Start

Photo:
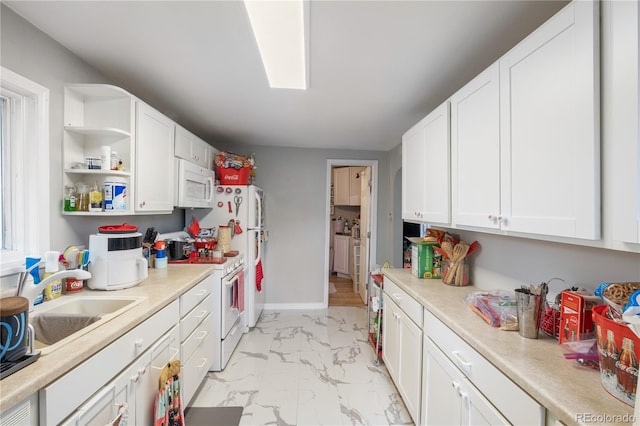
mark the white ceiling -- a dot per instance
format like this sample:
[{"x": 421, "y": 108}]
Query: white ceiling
[{"x": 377, "y": 67}]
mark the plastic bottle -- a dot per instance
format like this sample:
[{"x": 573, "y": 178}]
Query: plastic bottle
[
  {"x": 95, "y": 199},
  {"x": 53, "y": 290}
]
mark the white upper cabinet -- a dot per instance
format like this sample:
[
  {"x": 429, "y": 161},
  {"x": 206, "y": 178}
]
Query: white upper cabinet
[
  {"x": 354, "y": 186},
  {"x": 425, "y": 169},
  {"x": 475, "y": 152},
  {"x": 96, "y": 115},
  {"x": 341, "y": 186},
  {"x": 550, "y": 144},
  {"x": 192, "y": 148},
  {"x": 154, "y": 161},
  {"x": 624, "y": 119}
]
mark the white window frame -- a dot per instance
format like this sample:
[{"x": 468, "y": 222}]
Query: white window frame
[{"x": 29, "y": 156}]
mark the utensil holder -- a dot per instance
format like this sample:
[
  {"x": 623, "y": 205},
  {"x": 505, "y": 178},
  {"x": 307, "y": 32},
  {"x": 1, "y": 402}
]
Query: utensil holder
[
  {"x": 455, "y": 273},
  {"x": 529, "y": 307}
]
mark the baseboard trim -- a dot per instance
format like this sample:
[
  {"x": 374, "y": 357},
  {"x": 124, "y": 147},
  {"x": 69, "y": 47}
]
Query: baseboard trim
[{"x": 292, "y": 306}]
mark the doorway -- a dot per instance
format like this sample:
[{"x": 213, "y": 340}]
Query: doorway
[{"x": 350, "y": 230}]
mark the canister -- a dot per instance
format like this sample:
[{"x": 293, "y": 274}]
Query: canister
[
  {"x": 224, "y": 238},
  {"x": 14, "y": 320},
  {"x": 115, "y": 193}
]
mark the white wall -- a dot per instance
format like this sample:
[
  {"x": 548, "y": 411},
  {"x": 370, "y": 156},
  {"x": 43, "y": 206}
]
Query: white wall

End

### YOUR TASK:
Quote every line of the records above exactly; no picture is to be copied.

### EXERCISE ANSWER:
Photo:
mark the white ceiling -- a dot per instance
format like this sample:
[{"x": 421, "y": 108}]
Query: white ceiling
[{"x": 377, "y": 67}]
mark the plastic bottle -- a dot per instance
format like this sample:
[{"x": 573, "y": 178}]
Query: plastic bottle
[
  {"x": 95, "y": 199},
  {"x": 53, "y": 290}
]
mark the white upper cabinet -- a dot per instance
format like this sample:
[
  {"x": 429, "y": 161},
  {"x": 206, "y": 178}
]
Query: white upper cabinet
[
  {"x": 354, "y": 186},
  {"x": 425, "y": 169},
  {"x": 475, "y": 152},
  {"x": 96, "y": 115},
  {"x": 341, "y": 186},
  {"x": 550, "y": 144},
  {"x": 192, "y": 148},
  {"x": 154, "y": 161},
  {"x": 624, "y": 119}
]
mark the white window frame -- a dot per instance
format like this sample:
[{"x": 468, "y": 222}]
Query: white window frame
[{"x": 29, "y": 156}]
mark the utensil holder -- a dot per instance
format like this sample:
[
  {"x": 623, "y": 205},
  {"x": 505, "y": 178},
  {"x": 307, "y": 32},
  {"x": 1, "y": 402}
]
Query: utensil holder
[
  {"x": 455, "y": 273},
  {"x": 529, "y": 307}
]
mark the baseboard trim -- a dot per instance
format like this sample:
[
  {"x": 374, "y": 357},
  {"x": 124, "y": 147},
  {"x": 69, "y": 47}
]
Query: baseboard trim
[{"x": 292, "y": 306}]
mark the doorway -- a dot per instance
format like this sample:
[{"x": 213, "y": 340}]
Query: doorway
[{"x": 350, "y": 230}]
mark the canister -- a dot per instance
format like this sample:
[{"x": 293, "y": 274}]
Query: canister
[
  {"x": 224, "y": 238},
  {"x": 14, "y": 320},
  {"x": 115, "y": 193}
]
mark the white wall -- a dot per instance
format like this sample:
[
  {"x": 548, "y": 411},
  {"x": 370, "y": 156},
  {"x": 43, "y": 206}
]
Query: white wall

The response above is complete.